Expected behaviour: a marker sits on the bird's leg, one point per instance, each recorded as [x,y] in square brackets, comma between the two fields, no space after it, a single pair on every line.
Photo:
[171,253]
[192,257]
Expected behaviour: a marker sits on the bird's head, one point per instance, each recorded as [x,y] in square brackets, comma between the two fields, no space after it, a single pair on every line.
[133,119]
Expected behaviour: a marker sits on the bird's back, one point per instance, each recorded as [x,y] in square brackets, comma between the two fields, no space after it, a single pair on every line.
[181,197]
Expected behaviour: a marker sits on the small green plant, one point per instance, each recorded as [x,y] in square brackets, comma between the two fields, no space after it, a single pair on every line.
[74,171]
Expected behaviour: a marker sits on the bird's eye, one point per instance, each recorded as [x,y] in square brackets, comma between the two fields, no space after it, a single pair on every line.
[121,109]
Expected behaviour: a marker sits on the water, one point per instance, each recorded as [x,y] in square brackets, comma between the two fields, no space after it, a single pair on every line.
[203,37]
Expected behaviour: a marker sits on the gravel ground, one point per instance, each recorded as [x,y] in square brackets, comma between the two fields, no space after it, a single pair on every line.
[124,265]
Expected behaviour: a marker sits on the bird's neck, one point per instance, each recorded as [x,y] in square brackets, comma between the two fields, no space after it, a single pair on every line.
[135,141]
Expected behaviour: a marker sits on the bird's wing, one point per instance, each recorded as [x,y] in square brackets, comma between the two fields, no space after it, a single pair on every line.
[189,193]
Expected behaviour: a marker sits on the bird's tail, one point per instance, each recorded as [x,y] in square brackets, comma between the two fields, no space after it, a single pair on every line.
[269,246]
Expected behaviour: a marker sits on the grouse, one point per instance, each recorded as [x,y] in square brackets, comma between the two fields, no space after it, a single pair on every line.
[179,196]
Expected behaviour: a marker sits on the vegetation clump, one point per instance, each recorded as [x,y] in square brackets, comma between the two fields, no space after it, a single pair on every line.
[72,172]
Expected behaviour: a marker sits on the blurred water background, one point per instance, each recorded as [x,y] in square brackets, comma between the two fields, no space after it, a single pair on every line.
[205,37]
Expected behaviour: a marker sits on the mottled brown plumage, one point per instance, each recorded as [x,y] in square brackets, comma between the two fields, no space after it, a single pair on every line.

------------------------------------------------------------

> **Work to complete**:
Set down the entries verbatim, leaving none out.

> **Expected answer**:
Expected behaviour: a marker sits on the bird's leg, one point per instance, each recorded as [x,y] in square brackets, comma between the two fields, no space after it, a single pair on every line.
Photo:
[171,253]
[192,257]
Expected behaviour: a marker sits on the bird's head, one point per instance, each recorded as [x,y] in square brackets, comma between the two fields, no space after it, a single pair on every line.
[133,119]
Expected behaviour: a marker sits on the bird's back, one point per instance, each recorded as [x,y] in square brackets, comma between the two fields, no space after it, a single pair on every line.
[181,197]
Expected behaviour: a marker sits on the small green plant, one point per instance, each recorded as [x,y] in square brackets, comma between the two fields, no space after it, a single pair on every line.
[74,171]
Expected behaviour: a marker sits on the bird's eye, one point per instance, each recorded as [x,y] in square brackets, comma between the two fields, no space after it, a single pair on every line.
[121,109]
Expected behaviour: a marker sits on the water, one point per instance, each recorded as [x,y] in square brackets, comma between the two fields, no space after it, a single pair on every line.
[203,37]
Expected behaviour: a marker sits on the gravel ground, one point per instance, each recorded as [x,y] in square brackets, comma between the two fields, no space after it, a single pair on every line.
[124,265]
Expected behaviour: a marker sits on the bird's neck, one point per instance, each recorded as [x,y] in square brackets, comma between the two fields, no space after it, a single pair on every line.
[135,141]
Expected behaviour: a marker sits on the bird's wing, one point per instance, each recorded as [x,y] in square brackets, comma between the two fields, no space after it, a single pair on every line.
[189,193]
Expected behaviour: a marker sits on the bird's tail, one point per instance, each recorded as [x,y] in square brackets, comma between the two fields, no space after it, a single pair on every line.
[269,246]
Expected behaviour: a marker sits on the grouse, one point per instance, each recorded as [x,y] in square brackets, comma between the two fields, no space after it, a single pair on every line.
[179,196]
Expected behaviour: a marker sits on the vegetation clump, one point per instance, each recorded as [x,y] in square brackets, comma between the two fields, no space after it, a single pair on every line.
[72,172]
Expected behaviour: a marker sits on the blurred water background, one point per instance, each recorded as [x,y] in square brackets, comma between the two fields, no space after it, a single pair on every line.
[205,37]
Expected behaviour: a marker sits on the mottled brown plumage, one point per instance, each recorded as [x,y] in square brackets, comma between the two fields, no space after it, a single pair on every line.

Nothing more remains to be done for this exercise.